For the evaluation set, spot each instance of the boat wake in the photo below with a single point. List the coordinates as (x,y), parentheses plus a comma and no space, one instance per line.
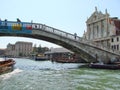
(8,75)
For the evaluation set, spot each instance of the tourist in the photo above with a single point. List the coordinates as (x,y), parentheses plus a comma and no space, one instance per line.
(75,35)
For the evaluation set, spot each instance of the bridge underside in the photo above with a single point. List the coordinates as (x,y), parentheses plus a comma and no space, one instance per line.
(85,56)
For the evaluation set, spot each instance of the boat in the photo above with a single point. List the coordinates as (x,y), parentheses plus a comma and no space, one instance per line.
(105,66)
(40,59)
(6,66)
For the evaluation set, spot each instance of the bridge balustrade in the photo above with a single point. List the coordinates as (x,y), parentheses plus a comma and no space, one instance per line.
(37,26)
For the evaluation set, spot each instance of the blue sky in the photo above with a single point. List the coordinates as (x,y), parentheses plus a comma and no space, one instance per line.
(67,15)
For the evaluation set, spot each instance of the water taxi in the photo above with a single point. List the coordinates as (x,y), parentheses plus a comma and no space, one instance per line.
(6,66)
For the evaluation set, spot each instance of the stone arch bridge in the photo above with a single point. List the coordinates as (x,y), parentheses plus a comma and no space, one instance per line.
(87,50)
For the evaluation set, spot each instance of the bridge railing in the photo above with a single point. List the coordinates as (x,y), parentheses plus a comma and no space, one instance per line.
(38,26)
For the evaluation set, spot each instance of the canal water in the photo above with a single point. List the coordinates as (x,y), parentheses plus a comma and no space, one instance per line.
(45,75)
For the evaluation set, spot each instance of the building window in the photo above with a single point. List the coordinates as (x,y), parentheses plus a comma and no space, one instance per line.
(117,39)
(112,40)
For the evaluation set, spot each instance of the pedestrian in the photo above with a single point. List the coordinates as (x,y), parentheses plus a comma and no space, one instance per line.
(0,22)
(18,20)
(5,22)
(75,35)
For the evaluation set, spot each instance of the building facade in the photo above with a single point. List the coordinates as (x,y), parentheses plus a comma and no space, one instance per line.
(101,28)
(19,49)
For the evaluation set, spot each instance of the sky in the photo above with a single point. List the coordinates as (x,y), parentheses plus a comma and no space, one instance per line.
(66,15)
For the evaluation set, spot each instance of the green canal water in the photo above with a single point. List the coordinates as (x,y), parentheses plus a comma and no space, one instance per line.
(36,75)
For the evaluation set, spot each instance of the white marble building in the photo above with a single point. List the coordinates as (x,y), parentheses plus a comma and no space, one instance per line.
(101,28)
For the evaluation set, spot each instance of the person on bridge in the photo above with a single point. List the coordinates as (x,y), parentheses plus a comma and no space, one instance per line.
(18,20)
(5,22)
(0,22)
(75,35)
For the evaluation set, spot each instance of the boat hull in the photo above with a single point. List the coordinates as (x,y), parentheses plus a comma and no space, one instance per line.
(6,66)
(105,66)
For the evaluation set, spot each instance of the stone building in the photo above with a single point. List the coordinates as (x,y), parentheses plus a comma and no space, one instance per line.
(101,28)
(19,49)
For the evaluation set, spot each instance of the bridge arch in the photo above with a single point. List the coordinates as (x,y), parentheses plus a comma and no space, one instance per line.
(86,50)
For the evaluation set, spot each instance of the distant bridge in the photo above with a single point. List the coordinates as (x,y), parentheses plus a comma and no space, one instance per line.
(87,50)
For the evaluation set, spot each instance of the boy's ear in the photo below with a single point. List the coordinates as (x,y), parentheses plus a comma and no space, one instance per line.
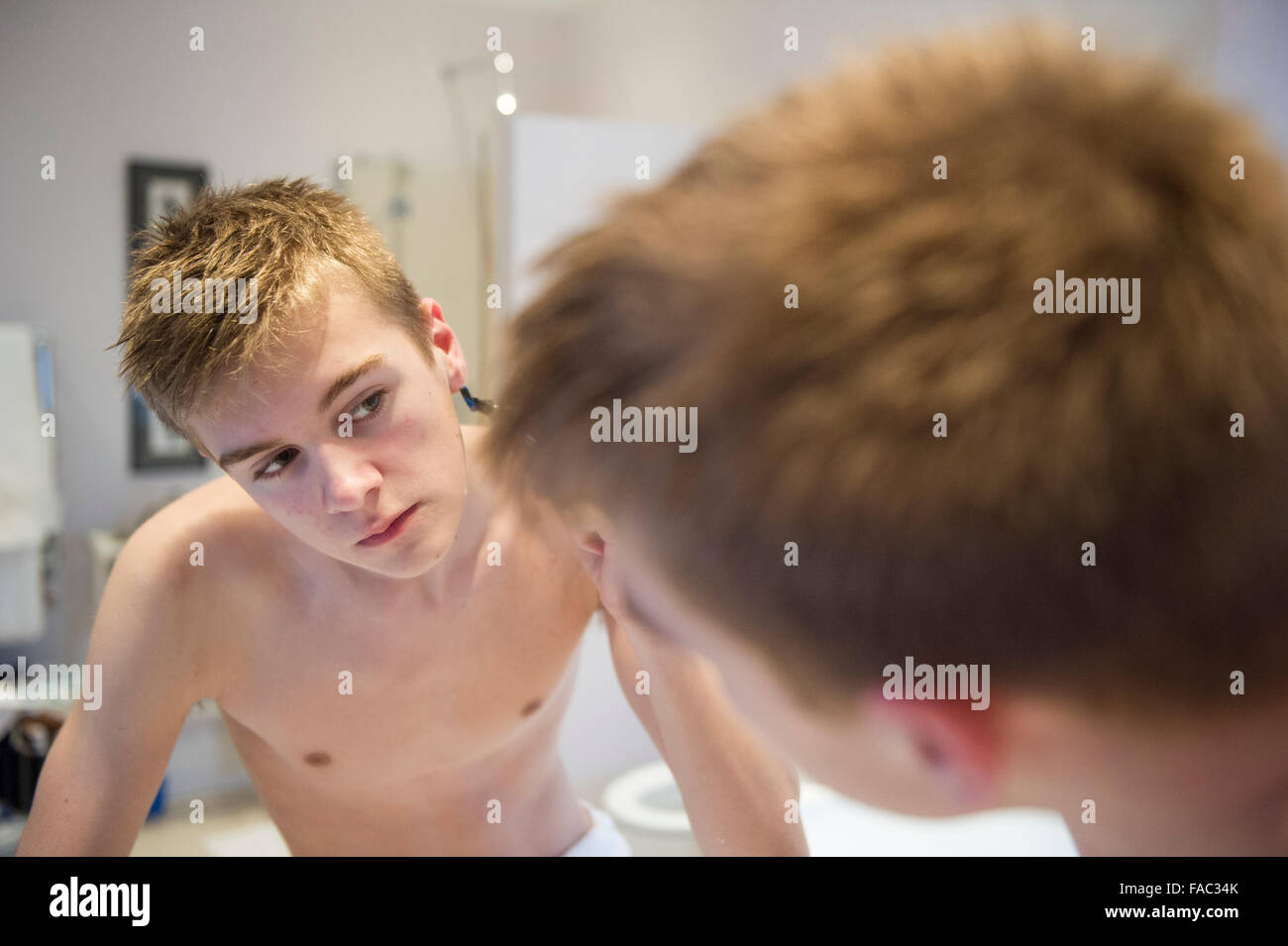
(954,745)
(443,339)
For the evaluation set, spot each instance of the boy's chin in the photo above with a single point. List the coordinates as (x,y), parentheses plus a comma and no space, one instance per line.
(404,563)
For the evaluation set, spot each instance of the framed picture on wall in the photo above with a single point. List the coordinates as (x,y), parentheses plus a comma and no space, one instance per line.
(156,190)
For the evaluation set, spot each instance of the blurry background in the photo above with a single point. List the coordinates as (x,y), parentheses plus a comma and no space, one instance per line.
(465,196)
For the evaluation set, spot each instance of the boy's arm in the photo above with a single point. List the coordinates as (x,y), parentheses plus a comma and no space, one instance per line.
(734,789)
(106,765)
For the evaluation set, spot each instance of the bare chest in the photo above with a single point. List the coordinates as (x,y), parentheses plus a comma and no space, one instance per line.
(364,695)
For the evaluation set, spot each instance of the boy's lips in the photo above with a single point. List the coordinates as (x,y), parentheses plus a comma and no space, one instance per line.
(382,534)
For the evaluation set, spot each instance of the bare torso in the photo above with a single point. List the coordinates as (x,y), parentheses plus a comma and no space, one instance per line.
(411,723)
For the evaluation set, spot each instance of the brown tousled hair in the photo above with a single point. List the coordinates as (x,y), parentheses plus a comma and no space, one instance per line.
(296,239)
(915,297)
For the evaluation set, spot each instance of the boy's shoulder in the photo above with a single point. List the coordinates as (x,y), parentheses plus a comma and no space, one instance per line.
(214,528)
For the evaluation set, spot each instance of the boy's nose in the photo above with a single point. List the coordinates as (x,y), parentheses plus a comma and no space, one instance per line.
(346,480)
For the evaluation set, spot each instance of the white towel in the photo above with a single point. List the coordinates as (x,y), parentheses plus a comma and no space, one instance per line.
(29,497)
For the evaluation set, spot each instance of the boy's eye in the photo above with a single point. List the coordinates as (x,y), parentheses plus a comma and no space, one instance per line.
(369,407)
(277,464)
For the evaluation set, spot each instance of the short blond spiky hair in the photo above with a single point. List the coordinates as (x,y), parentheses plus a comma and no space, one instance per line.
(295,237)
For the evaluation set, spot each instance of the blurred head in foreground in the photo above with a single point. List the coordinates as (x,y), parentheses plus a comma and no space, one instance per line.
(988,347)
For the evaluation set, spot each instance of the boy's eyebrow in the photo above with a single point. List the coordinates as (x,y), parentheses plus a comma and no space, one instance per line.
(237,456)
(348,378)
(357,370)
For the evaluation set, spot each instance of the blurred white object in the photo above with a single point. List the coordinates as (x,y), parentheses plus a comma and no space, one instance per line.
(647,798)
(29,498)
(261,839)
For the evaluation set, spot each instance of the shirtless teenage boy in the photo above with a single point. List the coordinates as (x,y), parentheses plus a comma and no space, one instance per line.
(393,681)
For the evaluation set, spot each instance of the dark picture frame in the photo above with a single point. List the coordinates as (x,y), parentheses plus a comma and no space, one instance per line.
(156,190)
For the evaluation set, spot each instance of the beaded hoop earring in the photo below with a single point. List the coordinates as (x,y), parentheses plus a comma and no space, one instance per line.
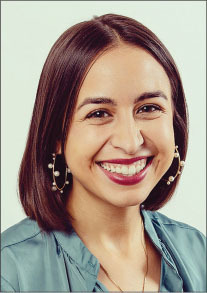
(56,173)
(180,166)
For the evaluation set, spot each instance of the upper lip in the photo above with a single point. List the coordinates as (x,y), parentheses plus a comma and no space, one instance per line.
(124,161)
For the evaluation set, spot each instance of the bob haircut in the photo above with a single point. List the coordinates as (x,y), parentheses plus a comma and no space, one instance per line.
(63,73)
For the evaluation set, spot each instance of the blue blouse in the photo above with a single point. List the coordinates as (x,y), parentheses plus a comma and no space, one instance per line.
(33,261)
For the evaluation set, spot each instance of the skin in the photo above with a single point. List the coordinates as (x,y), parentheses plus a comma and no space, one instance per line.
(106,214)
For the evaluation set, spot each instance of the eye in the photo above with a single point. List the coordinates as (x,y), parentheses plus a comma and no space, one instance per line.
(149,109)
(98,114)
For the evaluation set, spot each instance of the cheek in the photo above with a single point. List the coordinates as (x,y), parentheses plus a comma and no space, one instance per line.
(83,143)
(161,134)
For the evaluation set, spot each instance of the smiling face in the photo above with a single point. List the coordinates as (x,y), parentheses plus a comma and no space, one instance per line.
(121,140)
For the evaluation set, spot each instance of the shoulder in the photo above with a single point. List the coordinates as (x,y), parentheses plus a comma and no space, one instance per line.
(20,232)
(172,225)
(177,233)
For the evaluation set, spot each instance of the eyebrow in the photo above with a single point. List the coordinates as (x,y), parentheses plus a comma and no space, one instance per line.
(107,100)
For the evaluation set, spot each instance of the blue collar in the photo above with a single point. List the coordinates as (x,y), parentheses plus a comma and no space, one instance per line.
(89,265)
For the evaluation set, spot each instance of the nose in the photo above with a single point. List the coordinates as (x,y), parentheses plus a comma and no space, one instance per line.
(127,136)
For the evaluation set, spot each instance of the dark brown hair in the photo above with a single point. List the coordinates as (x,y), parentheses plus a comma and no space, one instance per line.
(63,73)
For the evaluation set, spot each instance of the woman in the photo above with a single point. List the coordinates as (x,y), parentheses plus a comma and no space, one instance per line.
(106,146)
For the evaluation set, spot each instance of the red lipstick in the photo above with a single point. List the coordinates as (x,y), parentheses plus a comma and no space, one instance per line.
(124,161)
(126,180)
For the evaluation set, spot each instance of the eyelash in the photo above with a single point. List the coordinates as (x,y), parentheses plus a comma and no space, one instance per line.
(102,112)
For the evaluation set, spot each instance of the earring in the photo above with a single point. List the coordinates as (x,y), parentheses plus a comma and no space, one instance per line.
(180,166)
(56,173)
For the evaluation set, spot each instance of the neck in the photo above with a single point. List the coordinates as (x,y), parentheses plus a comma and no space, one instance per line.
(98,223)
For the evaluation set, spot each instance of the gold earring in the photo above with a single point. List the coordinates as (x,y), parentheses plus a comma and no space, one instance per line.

□ □ □

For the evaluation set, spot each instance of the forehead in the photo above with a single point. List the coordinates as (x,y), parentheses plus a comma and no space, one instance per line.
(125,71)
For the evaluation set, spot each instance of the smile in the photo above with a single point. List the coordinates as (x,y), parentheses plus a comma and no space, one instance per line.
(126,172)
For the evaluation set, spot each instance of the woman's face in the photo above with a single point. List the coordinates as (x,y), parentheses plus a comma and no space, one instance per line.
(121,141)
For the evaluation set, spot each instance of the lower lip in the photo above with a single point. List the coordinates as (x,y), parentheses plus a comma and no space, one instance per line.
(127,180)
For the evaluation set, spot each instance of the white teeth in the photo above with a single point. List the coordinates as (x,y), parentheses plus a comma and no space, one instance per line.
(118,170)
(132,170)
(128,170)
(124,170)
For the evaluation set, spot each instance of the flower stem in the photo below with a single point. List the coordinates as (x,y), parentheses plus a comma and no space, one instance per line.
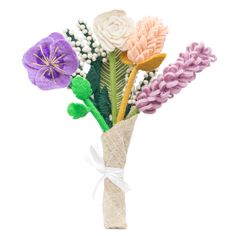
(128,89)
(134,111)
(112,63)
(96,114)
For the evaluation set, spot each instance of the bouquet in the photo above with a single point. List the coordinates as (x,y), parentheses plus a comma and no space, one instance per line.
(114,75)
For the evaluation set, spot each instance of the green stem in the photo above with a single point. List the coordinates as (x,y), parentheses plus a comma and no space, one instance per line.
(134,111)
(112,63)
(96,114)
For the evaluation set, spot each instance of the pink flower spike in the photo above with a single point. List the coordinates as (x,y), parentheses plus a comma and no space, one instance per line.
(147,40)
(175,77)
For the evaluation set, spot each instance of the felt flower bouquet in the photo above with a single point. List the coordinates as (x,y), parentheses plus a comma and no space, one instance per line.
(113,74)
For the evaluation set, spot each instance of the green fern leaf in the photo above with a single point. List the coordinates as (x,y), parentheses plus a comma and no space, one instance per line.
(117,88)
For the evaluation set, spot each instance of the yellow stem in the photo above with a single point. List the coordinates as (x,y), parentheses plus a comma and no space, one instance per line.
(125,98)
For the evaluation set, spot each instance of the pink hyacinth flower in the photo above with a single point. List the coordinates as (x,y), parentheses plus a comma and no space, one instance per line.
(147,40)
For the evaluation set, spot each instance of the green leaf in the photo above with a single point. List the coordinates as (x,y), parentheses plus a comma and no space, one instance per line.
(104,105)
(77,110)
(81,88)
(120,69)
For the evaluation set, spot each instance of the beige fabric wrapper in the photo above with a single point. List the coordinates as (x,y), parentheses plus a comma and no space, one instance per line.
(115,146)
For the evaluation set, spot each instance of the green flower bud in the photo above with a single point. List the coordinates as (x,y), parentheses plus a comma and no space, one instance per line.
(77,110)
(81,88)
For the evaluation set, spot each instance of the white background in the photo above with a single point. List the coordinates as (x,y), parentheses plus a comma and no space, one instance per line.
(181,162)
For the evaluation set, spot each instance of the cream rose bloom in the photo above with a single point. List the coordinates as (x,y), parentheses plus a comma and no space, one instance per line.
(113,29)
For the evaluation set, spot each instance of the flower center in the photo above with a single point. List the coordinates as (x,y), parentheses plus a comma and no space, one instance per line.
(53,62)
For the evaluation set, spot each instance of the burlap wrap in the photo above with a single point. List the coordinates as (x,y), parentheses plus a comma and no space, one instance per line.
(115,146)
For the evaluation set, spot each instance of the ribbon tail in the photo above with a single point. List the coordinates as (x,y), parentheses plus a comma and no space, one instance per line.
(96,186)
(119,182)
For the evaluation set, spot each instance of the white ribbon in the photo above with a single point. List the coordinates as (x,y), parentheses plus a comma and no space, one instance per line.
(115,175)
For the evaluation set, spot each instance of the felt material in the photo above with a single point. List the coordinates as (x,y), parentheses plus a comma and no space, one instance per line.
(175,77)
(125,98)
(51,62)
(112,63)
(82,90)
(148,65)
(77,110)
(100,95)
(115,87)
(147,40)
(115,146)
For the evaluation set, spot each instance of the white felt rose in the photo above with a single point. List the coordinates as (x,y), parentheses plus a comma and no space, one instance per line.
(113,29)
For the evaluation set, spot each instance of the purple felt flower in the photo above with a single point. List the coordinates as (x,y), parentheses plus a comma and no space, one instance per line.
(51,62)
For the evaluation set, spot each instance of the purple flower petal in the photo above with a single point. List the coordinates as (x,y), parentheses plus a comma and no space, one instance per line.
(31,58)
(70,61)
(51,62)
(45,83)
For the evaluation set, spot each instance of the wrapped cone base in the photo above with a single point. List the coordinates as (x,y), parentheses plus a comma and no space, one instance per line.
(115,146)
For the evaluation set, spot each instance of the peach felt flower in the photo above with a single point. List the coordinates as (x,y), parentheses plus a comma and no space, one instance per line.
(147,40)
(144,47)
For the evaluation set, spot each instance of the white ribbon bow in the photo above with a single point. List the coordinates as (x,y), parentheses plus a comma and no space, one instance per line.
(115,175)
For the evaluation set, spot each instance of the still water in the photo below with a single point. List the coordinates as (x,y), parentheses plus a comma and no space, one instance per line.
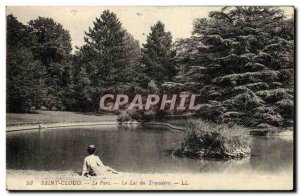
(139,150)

□ □ □

• WORK TO BE COMPLETED:
Reproduce verbatim the entries starting at the line containing "For the evaluation set, spot each instance of the dark brown" and ending at the line containing "For the evaluation set, spot each instance of the gold", with both of those lines included.

• COMPLETED TASK:
For the evaluation set, spot each instance of the dark brown hair in the photo above with a single point. List the coordinates as (x,y), parentheses plus a comma and no space, one instance per line.
(63,73)
For the evaluation set, spot each instance of the woman in the photo above with a single point. List the coordinates as (x,y), parentheses plus a comma and no space, one instance per line.
(106,146)
For the evaluation set, spot each instance of the red lipstick in the photo above with a single point. List the coordinates as (x,y), parentheses plus a comma and no space, one instance per line.
(124,161)
(126,180)
For the evaluation set, spot each instance of the eyelash in the photo above with a single point. List the coordinates as (x,y), parentheses plus a comma and no space, one instance per line.
(102,112)
For the evaluation set, spot each instance of the earring in the photo above with a single point. List the coordinates as (x,y), parentheses plus a comma and no space, one instance per line.
(180,166)
(56,173)
For the evaluation set, spot each instance of the neck in the photo above with a single point. List the coordinates as (x,y), parentheses plus a comma and no space, one instance per line.
(98,223)
For the evaluation set, spot each instance of the gold earring in the photo above with a single point. List the coordinates as (x,y), parentheses plus a comma and no space, one instance per line.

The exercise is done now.